# PAGE
▬▬▬▬▬▬

One of the best ways to boost your chance of encountering a shooter buck is to have lots of food on your deer dirt. However, plant too much food that matures simultaneously, and you give Mr. Big too many options. Here’s what you need to know about food plot planting and how to make deer groceries work for you.
by Mark Kayser
Many of you are smack in the middle of handiwork for food plot planting, and some of you are waiting until later in the summer or even early fall to establish plots.
Regardless, many factors fall upon you as you consider this laborious and expensive wildlife-attracting act.
As you purchase seeds, fertilizer, and fuel to feed the food plot vision, consider your decisions — the good, bad, and ugly. You want to give animals an attractive garden but do not want to over or under-perform. Begin with the good and whether more is best.

▬▬▬▬▬▬

# STATED EXERCISE 1
In the food plot text, what do you purchase to feed the food plot vision?
# STATED EXERCISE 2
Rewrite the food plot text, beginning at the words "by Mark Kayser" and stopping after "to establish plots.", with "handiwork" replaced by "preparations".

▬▬▬▬▬▬

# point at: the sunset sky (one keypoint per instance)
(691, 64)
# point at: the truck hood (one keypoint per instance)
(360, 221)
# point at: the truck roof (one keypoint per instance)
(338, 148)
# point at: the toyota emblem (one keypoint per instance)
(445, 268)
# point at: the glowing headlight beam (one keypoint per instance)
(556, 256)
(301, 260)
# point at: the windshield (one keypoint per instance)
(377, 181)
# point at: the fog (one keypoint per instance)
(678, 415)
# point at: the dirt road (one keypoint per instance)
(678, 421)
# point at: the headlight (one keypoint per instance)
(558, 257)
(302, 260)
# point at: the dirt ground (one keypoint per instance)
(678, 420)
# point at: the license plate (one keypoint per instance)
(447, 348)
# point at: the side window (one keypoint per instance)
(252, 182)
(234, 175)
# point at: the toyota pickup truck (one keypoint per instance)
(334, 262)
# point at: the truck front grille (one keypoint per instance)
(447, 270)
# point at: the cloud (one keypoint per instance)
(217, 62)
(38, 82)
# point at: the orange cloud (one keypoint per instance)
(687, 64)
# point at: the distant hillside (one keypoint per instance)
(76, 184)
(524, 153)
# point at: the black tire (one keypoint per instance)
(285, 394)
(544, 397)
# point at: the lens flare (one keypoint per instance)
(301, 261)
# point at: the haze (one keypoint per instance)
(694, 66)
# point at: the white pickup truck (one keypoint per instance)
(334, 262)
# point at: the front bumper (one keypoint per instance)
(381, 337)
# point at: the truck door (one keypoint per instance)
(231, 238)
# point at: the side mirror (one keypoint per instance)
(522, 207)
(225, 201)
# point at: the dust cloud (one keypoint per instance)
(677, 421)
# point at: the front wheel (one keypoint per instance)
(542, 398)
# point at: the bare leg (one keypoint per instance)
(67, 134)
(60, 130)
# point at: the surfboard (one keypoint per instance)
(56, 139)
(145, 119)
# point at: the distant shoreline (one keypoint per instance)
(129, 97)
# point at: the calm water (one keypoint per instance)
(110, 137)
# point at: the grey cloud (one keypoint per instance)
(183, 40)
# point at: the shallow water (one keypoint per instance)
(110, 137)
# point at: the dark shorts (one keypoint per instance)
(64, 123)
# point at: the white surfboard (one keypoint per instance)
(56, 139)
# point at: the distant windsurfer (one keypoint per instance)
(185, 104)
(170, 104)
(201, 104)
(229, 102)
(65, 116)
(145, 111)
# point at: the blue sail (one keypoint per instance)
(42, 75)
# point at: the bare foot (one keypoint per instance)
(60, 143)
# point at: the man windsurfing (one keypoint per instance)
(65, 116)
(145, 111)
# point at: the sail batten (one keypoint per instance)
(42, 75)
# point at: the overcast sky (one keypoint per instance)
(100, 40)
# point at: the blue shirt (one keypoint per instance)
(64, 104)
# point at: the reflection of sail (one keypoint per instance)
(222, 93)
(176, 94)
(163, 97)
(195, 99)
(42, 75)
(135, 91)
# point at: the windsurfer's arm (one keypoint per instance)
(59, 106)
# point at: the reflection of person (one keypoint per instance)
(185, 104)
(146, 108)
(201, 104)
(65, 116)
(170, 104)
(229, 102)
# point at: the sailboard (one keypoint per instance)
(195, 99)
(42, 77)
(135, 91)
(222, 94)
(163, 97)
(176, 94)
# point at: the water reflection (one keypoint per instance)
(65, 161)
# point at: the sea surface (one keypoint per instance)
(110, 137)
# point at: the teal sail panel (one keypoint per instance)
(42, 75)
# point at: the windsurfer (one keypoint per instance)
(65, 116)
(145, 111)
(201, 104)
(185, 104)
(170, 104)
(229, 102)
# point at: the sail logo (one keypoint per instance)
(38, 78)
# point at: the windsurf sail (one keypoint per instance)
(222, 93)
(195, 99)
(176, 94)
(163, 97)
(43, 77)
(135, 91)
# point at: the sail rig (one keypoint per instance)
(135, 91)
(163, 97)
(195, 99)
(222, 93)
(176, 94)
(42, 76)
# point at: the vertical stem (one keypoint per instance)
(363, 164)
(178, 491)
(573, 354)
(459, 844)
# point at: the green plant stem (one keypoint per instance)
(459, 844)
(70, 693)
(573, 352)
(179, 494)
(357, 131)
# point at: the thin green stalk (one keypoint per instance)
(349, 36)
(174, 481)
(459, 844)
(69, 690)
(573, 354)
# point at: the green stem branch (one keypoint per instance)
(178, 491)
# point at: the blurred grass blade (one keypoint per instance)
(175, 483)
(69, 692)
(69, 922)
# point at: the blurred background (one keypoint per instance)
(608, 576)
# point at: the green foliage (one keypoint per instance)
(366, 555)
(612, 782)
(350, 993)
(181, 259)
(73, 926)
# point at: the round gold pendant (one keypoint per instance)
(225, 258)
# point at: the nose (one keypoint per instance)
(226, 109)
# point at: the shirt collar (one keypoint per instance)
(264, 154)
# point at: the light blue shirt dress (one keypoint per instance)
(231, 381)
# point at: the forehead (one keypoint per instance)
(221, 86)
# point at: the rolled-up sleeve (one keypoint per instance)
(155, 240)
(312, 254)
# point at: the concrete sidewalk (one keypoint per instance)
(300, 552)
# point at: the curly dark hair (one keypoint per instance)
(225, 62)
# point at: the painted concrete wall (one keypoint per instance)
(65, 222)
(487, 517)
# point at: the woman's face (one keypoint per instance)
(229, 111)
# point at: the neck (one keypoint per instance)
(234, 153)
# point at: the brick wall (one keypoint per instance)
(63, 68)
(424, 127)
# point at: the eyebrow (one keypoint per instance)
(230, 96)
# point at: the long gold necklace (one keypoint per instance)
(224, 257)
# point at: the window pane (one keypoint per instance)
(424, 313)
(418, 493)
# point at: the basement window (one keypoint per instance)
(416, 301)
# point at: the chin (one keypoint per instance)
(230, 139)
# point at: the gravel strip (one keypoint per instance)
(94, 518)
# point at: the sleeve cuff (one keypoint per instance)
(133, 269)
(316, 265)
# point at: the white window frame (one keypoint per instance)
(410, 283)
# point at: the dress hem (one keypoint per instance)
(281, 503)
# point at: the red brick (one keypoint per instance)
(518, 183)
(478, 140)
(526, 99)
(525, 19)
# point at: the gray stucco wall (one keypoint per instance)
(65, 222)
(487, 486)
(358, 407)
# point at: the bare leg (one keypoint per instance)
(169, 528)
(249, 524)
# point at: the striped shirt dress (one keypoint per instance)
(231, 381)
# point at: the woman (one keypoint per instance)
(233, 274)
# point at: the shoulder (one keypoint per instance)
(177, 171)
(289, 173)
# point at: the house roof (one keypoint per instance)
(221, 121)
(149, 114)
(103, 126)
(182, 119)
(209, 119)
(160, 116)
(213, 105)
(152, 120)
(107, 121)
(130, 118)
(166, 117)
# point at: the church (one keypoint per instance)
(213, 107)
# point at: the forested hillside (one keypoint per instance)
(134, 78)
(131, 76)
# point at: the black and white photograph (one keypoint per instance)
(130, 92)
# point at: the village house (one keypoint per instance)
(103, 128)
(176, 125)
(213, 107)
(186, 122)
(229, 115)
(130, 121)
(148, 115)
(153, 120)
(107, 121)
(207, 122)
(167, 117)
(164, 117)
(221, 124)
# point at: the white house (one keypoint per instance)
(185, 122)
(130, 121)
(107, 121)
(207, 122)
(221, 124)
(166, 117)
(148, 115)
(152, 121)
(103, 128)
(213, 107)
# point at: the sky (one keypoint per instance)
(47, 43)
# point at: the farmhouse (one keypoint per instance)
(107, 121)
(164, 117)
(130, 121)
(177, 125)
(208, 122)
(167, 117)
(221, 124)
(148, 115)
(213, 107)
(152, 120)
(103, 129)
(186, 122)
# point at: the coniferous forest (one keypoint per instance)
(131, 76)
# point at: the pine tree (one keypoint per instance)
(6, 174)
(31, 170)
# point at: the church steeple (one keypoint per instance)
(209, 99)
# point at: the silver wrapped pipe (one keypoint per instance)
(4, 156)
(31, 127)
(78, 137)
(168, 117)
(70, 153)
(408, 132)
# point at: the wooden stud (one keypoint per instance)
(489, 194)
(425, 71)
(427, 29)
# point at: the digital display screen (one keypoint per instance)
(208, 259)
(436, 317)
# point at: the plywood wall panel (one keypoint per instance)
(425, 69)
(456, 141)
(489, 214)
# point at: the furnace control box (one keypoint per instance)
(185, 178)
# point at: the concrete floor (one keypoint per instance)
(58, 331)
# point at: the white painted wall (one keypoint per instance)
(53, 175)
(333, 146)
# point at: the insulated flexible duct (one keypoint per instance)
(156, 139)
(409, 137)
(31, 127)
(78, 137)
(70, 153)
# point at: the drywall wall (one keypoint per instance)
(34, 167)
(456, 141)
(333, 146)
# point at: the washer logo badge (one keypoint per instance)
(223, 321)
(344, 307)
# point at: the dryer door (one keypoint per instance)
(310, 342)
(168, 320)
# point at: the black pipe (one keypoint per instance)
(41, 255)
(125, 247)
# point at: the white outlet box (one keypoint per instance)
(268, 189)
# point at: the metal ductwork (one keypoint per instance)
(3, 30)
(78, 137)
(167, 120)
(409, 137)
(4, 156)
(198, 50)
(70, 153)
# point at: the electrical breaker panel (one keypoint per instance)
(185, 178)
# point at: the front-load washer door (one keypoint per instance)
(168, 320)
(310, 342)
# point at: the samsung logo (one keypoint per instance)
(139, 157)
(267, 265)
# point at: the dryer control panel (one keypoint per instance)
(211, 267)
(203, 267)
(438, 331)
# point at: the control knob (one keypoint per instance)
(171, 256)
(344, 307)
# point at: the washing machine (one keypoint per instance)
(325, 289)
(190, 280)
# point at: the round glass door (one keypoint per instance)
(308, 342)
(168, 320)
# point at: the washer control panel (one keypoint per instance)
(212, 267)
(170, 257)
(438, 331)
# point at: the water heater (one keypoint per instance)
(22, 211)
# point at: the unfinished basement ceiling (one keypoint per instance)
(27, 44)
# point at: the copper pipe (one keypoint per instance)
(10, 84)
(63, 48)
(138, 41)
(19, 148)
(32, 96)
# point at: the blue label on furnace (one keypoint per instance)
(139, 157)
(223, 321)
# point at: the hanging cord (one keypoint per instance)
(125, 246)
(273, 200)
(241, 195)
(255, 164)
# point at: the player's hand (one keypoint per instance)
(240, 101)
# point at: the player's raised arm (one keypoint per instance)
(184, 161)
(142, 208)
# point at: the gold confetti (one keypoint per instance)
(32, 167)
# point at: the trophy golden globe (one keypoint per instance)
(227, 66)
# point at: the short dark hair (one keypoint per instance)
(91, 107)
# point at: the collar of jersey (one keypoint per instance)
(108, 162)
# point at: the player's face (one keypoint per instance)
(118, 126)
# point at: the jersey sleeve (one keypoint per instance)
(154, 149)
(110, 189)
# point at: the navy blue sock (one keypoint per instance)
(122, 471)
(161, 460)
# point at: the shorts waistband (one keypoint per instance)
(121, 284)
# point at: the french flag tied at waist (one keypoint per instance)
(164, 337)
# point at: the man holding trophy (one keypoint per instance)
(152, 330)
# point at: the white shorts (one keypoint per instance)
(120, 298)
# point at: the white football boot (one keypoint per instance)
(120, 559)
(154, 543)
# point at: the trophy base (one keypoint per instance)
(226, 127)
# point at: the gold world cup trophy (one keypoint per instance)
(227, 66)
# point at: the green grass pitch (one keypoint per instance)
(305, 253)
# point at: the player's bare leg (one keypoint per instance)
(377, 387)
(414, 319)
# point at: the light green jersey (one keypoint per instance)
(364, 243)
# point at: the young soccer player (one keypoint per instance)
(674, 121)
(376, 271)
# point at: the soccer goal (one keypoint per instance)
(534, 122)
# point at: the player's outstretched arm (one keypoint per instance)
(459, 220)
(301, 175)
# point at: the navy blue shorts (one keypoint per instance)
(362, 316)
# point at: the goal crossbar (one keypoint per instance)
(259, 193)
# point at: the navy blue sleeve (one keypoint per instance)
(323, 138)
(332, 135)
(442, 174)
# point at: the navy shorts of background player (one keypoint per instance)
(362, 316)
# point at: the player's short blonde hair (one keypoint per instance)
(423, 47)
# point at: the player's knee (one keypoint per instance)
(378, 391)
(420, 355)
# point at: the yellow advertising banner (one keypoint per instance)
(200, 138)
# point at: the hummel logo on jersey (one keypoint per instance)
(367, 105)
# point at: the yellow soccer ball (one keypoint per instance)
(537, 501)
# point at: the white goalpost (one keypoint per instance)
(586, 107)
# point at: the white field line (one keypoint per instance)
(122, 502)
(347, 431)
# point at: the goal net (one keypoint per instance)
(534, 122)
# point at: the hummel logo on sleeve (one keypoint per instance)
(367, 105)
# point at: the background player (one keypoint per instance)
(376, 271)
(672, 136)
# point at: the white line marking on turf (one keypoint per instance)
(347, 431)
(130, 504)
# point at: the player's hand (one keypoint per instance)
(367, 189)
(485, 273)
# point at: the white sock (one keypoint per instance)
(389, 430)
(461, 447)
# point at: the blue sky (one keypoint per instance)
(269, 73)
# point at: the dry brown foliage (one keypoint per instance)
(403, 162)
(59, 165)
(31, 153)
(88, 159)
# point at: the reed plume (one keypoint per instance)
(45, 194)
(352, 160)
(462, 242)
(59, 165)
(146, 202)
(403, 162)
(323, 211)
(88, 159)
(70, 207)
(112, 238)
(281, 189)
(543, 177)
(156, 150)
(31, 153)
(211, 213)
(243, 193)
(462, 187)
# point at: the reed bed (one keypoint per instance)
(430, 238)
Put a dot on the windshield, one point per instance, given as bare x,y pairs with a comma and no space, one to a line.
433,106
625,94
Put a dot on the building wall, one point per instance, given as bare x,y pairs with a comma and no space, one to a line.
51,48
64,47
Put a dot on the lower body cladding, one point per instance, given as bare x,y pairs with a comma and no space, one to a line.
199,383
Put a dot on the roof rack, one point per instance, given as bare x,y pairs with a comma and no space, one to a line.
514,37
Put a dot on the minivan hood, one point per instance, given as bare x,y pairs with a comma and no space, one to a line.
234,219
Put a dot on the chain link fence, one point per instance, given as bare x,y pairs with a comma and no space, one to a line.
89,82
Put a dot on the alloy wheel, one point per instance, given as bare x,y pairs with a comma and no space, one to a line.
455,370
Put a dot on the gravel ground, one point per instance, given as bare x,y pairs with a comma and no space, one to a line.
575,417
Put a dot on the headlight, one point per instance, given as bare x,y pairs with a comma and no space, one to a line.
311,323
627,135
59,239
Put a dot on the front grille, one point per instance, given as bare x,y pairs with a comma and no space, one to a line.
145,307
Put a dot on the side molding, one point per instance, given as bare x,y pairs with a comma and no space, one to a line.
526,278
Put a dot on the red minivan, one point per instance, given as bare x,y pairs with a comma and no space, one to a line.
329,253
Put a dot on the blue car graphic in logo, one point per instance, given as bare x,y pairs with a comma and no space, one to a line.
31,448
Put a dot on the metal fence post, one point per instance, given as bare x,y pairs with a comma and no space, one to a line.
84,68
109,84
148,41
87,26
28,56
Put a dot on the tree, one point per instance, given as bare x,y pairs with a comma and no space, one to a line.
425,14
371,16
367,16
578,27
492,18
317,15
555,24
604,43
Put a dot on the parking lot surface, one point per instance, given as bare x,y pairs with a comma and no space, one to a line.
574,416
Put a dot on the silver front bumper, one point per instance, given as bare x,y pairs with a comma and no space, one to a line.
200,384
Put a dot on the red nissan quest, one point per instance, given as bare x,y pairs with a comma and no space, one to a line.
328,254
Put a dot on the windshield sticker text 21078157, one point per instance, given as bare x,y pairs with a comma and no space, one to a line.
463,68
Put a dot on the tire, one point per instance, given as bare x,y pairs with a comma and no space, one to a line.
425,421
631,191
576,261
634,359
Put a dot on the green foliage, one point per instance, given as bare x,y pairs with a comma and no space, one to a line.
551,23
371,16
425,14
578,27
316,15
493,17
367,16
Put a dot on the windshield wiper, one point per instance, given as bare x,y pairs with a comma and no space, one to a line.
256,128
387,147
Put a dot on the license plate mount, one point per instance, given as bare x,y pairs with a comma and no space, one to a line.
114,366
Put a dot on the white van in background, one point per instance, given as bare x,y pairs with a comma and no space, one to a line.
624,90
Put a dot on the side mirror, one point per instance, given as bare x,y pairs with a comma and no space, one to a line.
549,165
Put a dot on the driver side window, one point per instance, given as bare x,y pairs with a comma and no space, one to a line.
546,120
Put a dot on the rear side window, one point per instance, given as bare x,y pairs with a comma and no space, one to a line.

▬▬▬▬▬▬

# EXERCISE OUTPUT 1
Seeds, fertilizer, and fuel.

# EXERCISE OUTPUT 2
by Mark Kayser
Many of you are smack in the middle of preparations for food plot planting, and some of you are waiting until later in the summer or even early fall to establish plots.